What you are asked to do: In the forum post below about starting a blog and making fanvids, reproduce word for word the part that opens with the words containing "posted by runincircles" and closes with "you see fit.".

Somebody said GYOB... so they did
January 20, 2016 6:28 AM   Subscribe

To try to structure some irritating obsessions into halfway constructive output, I want to a. get a blog, and b. make some fanvids. I need basic rundowns of how to do these basic things fairly basically, in terms adapted to the meanest understanding.

The blog I want to be mainly writing with some photos, with very good anonymising, pooossible ability to comment, and definitely ability to switch posts from private to public and back. I don't have a server or anything so all hosting (getting to the edge of my technical terminology there) will have to be online. Is Wordpress still okay / the easiest?
The fanvids I want to cut together mainly from avi files and add music mainly from mp3s, and probably upload to youtube. How are copyright issues normally dealt with?
I have a windows ?7 laptop, vlc media player, a nokia phone, none of this will change. I can't really spend much money on this.

I am drowning in info about how to do all this, so would appreciate good tried-and-tested links to concise, up-to-date and basic how tos or tutorials, as well as any latest best practices, basic assumptions I might not know about, and things to avoid.
posted by runincircles to Computers & Internet (4 answers total) 5 users marked this as a favorite
 
I would recommend for blogging: Livejournal or Dreamwidth, if you want to control access easily -- you can even filter for access, so you can post publicly, privately, or to a subset of people which you can change as you see fit.

You would need a separate host for photos and video, though both LJ and DW allow embedded media.

Tumblr is popular, but it's not as good for text or conversations, and I don't believe it has the same privacy controls that some of the other platforms do.

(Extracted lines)
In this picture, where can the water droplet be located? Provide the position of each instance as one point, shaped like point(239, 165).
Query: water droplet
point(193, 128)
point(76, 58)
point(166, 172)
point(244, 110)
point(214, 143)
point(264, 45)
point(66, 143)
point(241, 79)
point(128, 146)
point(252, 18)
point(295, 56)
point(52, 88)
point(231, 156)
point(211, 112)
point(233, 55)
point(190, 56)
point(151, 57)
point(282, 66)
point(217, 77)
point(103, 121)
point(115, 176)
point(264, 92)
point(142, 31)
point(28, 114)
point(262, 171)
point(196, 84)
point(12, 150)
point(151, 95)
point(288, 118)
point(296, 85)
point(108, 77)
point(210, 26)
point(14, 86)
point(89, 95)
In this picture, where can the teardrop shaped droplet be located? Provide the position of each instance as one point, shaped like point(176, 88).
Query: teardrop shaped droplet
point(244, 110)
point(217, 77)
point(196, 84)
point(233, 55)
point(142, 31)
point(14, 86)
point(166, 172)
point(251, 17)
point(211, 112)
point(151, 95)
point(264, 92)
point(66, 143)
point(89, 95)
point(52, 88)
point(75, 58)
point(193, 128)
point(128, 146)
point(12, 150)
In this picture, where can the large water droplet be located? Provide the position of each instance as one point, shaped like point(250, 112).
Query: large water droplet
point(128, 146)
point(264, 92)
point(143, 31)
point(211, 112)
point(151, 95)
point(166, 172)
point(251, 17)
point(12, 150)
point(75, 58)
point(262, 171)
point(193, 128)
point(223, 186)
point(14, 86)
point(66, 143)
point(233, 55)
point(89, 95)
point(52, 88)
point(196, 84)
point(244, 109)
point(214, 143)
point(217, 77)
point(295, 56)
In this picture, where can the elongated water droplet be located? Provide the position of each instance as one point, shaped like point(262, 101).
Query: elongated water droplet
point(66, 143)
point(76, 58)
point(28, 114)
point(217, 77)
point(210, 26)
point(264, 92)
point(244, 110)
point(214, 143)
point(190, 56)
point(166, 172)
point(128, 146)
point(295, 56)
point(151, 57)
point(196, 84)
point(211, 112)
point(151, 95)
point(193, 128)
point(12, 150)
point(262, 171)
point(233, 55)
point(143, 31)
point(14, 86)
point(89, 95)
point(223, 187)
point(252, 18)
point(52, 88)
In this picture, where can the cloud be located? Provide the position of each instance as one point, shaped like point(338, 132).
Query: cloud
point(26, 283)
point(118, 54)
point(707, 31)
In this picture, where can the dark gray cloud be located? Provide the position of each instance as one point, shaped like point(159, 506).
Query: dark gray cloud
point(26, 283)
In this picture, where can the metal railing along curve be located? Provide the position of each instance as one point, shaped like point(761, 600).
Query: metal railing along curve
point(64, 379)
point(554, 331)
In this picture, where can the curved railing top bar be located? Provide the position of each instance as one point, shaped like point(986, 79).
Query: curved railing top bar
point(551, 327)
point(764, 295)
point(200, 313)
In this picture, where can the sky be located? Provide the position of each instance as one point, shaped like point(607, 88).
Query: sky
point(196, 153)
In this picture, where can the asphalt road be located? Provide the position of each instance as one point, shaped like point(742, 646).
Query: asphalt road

Result:
posted by runincircles to Computers & Internet (4 answers total) 5 users marked this as a favorite
 
I would recommend for blogging: Livejournal or Dreamwidth, if you want to control access easily -- you can even filter for access, so you can post publicly, privately, or to a subset of people which you can change as you see fit.